*** Input data ***

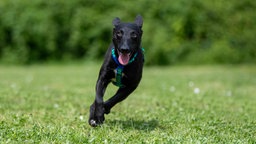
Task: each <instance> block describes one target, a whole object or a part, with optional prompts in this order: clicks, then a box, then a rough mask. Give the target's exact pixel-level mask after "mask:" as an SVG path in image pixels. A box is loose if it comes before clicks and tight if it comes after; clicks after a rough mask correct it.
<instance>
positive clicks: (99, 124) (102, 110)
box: [88, 103, 105, 127]
mask: <svg viewBox="0 0 256 144" xmlns="http://www.w3.org/2000/svg"><path fill="white" fill-rule="evenodd" d="M104 120H105V117H104V109H103V106H102V105H95V103H94V104H92V105H91V107H90V118H89V121H88V122H89V125H91V126H92V127H96V126H98V125H100V124H102V123H103V122H104Z"/></svg>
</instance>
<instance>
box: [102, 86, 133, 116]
mask: <svg viewBox="0 0 256 144" xmlns="http://www.w3.org/2000/svg"><path fill="white" fill-rule="evenodd" d="M136 87H137V86H135V87H125V88H119V89H118V91H117V92H116V94H115V95H114V96H113V97H111V98H110V99H109V100H107V101H106V102H104V113H105V114H108V113H110V110H111V108H112V107H113V106H115V105H116V104H117V103H118V102H121V101H123V100H124V99H125V98H127V96H129V95H130V94H131V93H132V92H133V91H134V90H135V89H136Z"/></svg>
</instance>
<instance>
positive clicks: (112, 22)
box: [112, 17, 121, 26]
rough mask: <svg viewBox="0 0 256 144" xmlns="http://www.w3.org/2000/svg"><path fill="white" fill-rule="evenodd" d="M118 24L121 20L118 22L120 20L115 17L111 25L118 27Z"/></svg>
mask: <svg viewBox="0 0 256 144" xmlns="http://www.w3.org/2000/svg"><path fill="white" fill-rule="evenodd" d="M120 23H121V20H120V18H118V17H116V18H115V19H114V20H113V22H112V24H113V25H114V26H118V25H119V24H120Z"/></svg>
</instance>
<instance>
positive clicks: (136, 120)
mask: <svg viewBox="0 0 256 144" xmlns="http://www.w3.org/2000/svg"><path fill="white" fill-rule="evenodd" d="M107 123H108V124H109V125H113V126H118V127H121V128H122V129H136V130H141V131H152V130H154V129H155V128H157V127H159V124H158V121H157V120H155V119H152V120H148V121H144V120H133V119H128V120H110V121H108V122H107Z"/></svg>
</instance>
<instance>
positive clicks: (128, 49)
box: [120, 48, 130, 53]
mask: <svg viewBox="0 0 256 144" xmlns="http://www.w3.org/2000/svg"><path fill="white" fill-rule="evenodd" d="M120 52H121V53H129V52H130V49H129V48H121V49H120Z"/></svg>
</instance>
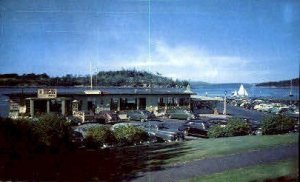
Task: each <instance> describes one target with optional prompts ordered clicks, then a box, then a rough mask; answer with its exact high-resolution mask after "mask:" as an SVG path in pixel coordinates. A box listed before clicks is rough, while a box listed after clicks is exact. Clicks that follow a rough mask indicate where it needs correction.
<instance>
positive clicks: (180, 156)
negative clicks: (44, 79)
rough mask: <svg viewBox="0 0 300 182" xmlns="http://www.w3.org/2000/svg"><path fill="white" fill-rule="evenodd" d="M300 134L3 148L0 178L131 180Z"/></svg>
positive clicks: (275, 143) (85, 180) (29, 179)
mask: <svg viewBox="0 0 300 182" xmlns="http://www.w3.org/2000/svg"><path fill="white" fill-rule="evenodd" d="M298 137H299V133H293V134H286V135H273V136H243V137H230V138H219V139H198V140H192V141H185V142H171V143H162V144H151V145H140V146H130V147H117V148H107V149H103V150H86V149H77V150H74V151H64V152H60V153H57V154H51V153H46V154H44V153H41V154H36V155H29V156H27V155H25V154H24V155H22V154H20V156H18V155H10V154H6V153H1V151H0V181H14V180H15V181H90V180H92V181H93V180H94V181H95V180H99V181H124V180H125V181H130V179H132V178H134V177H135V176H137V175H138V173H139V172H141V171H148V170H163V169H164V167H165V166H169V165H174V164H176V163H182V162H188V161H193V160H199V159H203V158H209V157H214V156H222V155H227V154H235V153H240V152H244V151H249V150H257V149H261V148H268V147H274V146H279V145H287V144H293V143H298ZM286 165H288V164H286ZM270 171H272V170H270ZM278 174H281V173H278ZM223 181H226V180H223Z"/></svg>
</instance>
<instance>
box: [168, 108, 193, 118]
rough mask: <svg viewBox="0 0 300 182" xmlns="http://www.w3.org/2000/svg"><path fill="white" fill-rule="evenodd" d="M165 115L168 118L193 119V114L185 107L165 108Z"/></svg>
mask: <svg viewBox="0 0 300 182" xmlns="http://www.w3.org/2000/svg"><path fill="white" fill-rule="evenodd" d="M166 116H167V117H168V118H170V119H185V120H191V119H195V115H194V114H193V113H192V112H190V111H188V110H185V109H172V110H167V112H166Z"/></svg>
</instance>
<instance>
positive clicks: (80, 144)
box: [71, 131, 84, 146]
mask: <svg viewBox="0 0 300 182" xmlns="http://www.w3.org/2000/svg"><path fill="white" fill-rule="evenodd" d="M71 142H72V143H73V144H74V145H76V146H83V142H84V137H83V135H82V134H81V133H80V132H78V131H72V132H71Z"/></svg>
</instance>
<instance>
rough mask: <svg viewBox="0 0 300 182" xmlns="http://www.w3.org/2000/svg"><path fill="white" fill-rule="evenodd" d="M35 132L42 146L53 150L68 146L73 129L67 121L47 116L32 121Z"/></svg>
mask: <svg viewBox="0 0 300 182" xmlns="http://www.w3.org/2000/svg"><path fill="white" fill-rule="evenodd" d="M32 123H33V131H34V133H35V134H37V135H38V138H39V142H40V144H42V145H45V146H47V147H50V148H52V149H59V148H60V147H62V146H66V145H67V144H69V141H70V133H71V128H70V125H69V123H68V122H67V121H66V119H65V118H64V117H62V116H57V115H55V114H46V115H42V116H41V117H39V118H37V119H36V120H33V121H32Z"/></svg>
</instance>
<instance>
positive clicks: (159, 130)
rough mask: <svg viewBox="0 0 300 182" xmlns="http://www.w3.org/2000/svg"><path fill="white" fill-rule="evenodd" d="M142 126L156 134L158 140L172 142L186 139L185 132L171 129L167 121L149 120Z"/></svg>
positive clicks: (148, 130)
mask: <svg viewBox="0 0 300 182" xmlns="http://www.w3.org/2000/svg"><path fill="white" fill-rule="evenodd" d="M142 127H143V128H144V130H145V131H146V132H147V133H148V134H149V135H150V136H155V137H156V138H157V140H158V141H168V142H171V141H181V140H184V134H183V133H182V132H180V131H176V130H174V129H171V128H170V127H169V125H168V124H167V123H161V122H159V121H147V122H145V123H144V124H143V125H142Z"/></svg>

*** End of Input data ***

Report how many lines in the entries contain the string "positive". Give only the number.

9